### To do
a – Answer each question about the stuttering study excerpt, one per line:
(i) What does the abbreviation PWS stand for?
(ii) Which classifier did the study use to assess voice in stuttering?
(iii) What department and university does affiliation 4 name?
b – Give a continuation of the abstract on acoustic analysis in stuttering, beginning after its last sentence.

Acoustic analysis in stuttering: a machine-learning study

Francesco Asci; Luca Marsili; Antonio Suppa; Giovanni Saggio; Elena Michetti; Pietro Di Leo; Martina Patera; Lucia Longo; Giovanni Ruoppolo; Francesca Del Gado; Donatella Tomaiuoli; Giovanni Costantini

doi:10.3389/fneur.2023.1169707

Acoustic analysis in stuttering: a machine-learning study

Front Neurol. 2023 Jun 30:14:1169707. doi: 10.3389/fneur.2023.1169707. eCollection 2023.

Authors

Francesco Asci^{1

2}, Luca Marsili³, Antonio Suppa^{1

2}, Giovanni Saggio⁴, Elena Michetti⁵, Pietro Di Leo⁴, Martina Patera¹, Lucia Longo⁶, Giovanni Ruoppolo⁷, Francesca Del Gado⁵, Donatella Tomaiuoli⁵, Giovanni Costantini⁴

Affiliations

¹ Department of Human Neurosciences, Sapienza University of Rome, Rome, Italy.
² IRCCS Neuromed Institute, Pozzilli, Italy.
³ Department of Neurology, James J. and Joan A. Gardner Center for Parkinson's Disease and Movement Disorders, University of Cincinnati, Cincinnati, OH, United States.
⁴ Department of Electronic Engineering, University of Rome Tor Vergata, Rome, Italy.
⁵ CRC - Centro Ricerca e Cura, Rome, Italy.
⁶ Department of Sense Organs, Otorhinolaryngology Section, Sapienza University of Rome, Rome, Italy.
⁷ IRCCS San Raffaele Pisana, Rome, Italy.

Abstract

Background: Stuttering is a childhood-onset neurodevelopmental disorder affecting speech fluency. The diagnosis and clinical management of stuttering is currently based on perceptual examination and clinical scales. Standardized techniques for acoustic analysis have prompted promising results for the objective assessment of dysfluency in people with stuttering (PWS).

Objective: We assessed objectively and automatically voice in stuttering, through artificial intelligence (i.e., the support vector machine - SVM classifier). We also investigated the age-related changes affecting voice in stutterers, and verified the relevance of specific speech tasks for the objective and automatic assessment of stuttering.

### Supplied information

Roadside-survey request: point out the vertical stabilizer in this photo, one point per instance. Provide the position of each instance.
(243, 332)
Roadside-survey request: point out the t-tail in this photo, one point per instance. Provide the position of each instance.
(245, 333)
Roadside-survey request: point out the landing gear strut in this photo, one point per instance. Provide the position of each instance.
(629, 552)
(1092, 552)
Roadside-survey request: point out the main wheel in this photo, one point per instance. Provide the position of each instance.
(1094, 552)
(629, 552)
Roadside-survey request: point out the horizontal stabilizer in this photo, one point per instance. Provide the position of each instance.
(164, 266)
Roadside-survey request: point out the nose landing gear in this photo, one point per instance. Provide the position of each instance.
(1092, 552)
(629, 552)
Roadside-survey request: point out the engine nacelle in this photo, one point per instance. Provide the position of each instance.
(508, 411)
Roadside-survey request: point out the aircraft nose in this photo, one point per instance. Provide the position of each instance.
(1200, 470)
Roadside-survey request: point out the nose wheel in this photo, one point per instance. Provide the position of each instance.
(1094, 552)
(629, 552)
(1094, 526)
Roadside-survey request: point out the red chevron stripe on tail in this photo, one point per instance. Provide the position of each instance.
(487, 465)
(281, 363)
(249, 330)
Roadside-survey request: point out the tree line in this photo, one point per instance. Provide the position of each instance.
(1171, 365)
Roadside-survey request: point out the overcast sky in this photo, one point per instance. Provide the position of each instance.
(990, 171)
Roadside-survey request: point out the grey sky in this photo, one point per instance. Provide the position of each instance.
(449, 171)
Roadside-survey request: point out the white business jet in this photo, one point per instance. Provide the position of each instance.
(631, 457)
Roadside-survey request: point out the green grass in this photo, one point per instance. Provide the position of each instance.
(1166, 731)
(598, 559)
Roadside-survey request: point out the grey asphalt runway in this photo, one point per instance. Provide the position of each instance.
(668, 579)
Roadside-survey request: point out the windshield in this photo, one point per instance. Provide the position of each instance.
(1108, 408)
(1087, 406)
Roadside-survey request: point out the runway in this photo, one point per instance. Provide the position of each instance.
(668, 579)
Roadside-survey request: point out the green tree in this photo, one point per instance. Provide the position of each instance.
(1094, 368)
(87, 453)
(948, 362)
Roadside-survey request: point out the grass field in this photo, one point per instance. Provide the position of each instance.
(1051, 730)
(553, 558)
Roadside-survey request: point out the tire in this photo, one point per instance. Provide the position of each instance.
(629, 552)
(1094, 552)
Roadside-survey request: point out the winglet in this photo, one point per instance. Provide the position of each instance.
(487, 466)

### Results by task
a –
(i) People with stuttering
(ii) The support vector machine (SVM) classifier
(iii) The Department of Electronic Engineering, University of Rome Tor Vergata

b –
Methods: Fifty-three PWS (20 children, 33 younger adults) and 71 age-/gender-matched controls (31 children, 40 younger adults) were recruited. Clinical data were assessed through clinical scales. The voluntary and sustained emission of a vowel and two sentences were recorded through smartphones. Audio samples were analyzed using a dedicated machine-learning algorithm, the SVM to compare PWS and controls, both children and younger adults. The receiver operating characteristic (ROC) curves were calculated for a description of the accuracy, for all comparisons. The likelihood ratio (LR), was calculated for each PWS during all speech tasks, for clinical-instrumental correlations, by using an artificial neural network (ANN).

Results: Acoustic analysis based on machine-learning algorithm objectively and automatically discriminated between the overall cohort of PWS and controls with high accuracy (88%). Also, physiologic ageing crucially influenced stuttering as demonstrated by the high accuracy (92%) of machine-learning analysis when classifying children and younger adults PWS. The diagnostic accuracies achieved by machine-learning analysis were comparable for each speech task. The significant clinical-instrumental correlations between LRs and clinical scales supported the biological plausibility of our findings.

Conclusion: Acoustic analysis based on artificial intelligence (SVM) represents a reliable tool for the objective and automatic recognition of stuttering and its relationship with physiologic ageing. The accuracy of the automatic classification is high and independent of the speech task. Machine-learning analysis would help clinicians in the objective diagnosis and clinical management of stuttering. The digital collection of audio samples here achieved through smartphones would promote the future application of the technique in a telemedicine context (home environment).

Keywords: acoustic analysis; home environment; machine-learning; stuttering; telemedicine.